━━━━━ TEXT EXCERPT

I’ve challenged myself in so many ways over the years, especially since my tormented school years came to an end and I could finally dedicate myself to the things and the people I am truly interested in. I’ve studied hard to get good grades, taken part in a university play, immersed myself in the happy/sad concept of the long-term relationship which taught me how to be less selfish, gone abroad, etc etc. The challenge was getting out of my comfort zone and doing things that would make me terrified and uncomfortable, yet were ultimately rewarding and left me a bit smarter, kinder or more confident.
But getting over an actual fear was also incredibly challenging on its own.
By fear, I mean the physiological terror that overcomes the individual which might or might not be completely rational; a terror that freezes one to their seat, and can induce bouts of crying.
For years, I was always afraid of needles. Even when I had to give blood for a routine exam, the image of a nurse approaching with a needle was enough to make me shake uncontrollably, thus rendering everything much harder for both of us and ultimately prolonging the suffering.
Which is why everyone was reasonably surprised when I announced I am getting a tattoo.
Of course, I was fully aware that tattoos equal needles that crawl under your skin and spit ink. It is a very crude and basic description but fairly accurate. And most of the time, it’s more than one needle, which is why tattoos are usually thick lined and beautiful and sophisticatedly shaped.

━━━━━━━━━━

= THINGS TO DO =
• a. From the text about getting a tattoo, list the specific things the writer says they did to challenge themselves after school ended.
• b. Substitute "frightened" for "terrified" in the text about getting a tattoo, starting with "I’ve challenged myself" and going on through "on its own.".
The listing that comes next is separate material and is not connected to the text about getting a tattoo.

━━━━━ RECORDS SHOWN

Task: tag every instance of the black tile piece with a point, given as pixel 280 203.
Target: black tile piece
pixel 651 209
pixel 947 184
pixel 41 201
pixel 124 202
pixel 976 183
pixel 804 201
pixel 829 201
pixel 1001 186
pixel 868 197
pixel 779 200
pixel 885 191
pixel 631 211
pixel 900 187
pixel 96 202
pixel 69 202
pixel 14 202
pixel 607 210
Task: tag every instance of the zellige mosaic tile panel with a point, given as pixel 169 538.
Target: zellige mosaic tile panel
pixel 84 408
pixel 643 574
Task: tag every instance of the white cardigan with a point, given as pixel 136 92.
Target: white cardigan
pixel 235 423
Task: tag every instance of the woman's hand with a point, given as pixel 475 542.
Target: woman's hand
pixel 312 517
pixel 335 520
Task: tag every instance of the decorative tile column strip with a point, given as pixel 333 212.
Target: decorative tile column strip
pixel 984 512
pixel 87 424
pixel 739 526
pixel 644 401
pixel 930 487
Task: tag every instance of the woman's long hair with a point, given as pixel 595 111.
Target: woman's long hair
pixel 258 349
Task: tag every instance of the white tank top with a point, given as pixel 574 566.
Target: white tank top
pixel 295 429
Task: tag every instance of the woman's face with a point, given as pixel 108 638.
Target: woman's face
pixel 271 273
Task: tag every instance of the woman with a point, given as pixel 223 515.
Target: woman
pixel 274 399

━━━━━━━━━━

= SOLUTIONS FOR EACH TASK =
• a.
- Studied hard to get good grades
- Took part in a university play
- Immersed themselves in a long-term relationship
- Went abroad

• b.
I’ve challenged myself in so many ways over the years, especially since my tormented school years came to an end and I could finally dedicate myself to the things and the people I am truly interested in. I’ve studied hard to get good grades, taken part in a university play, immersed myself in the happy/sad concept of the long-term relationship which taught me how to be less selfish, gone abroad, etc etc. The challenge was getting out of my comfort zone and doing things that would make me frightened and uncomfortable, yet were ultimately rewarding and left me a bit smarter, kinder or more confident.
But getting over an actual fear was also incredibly challenging on its own.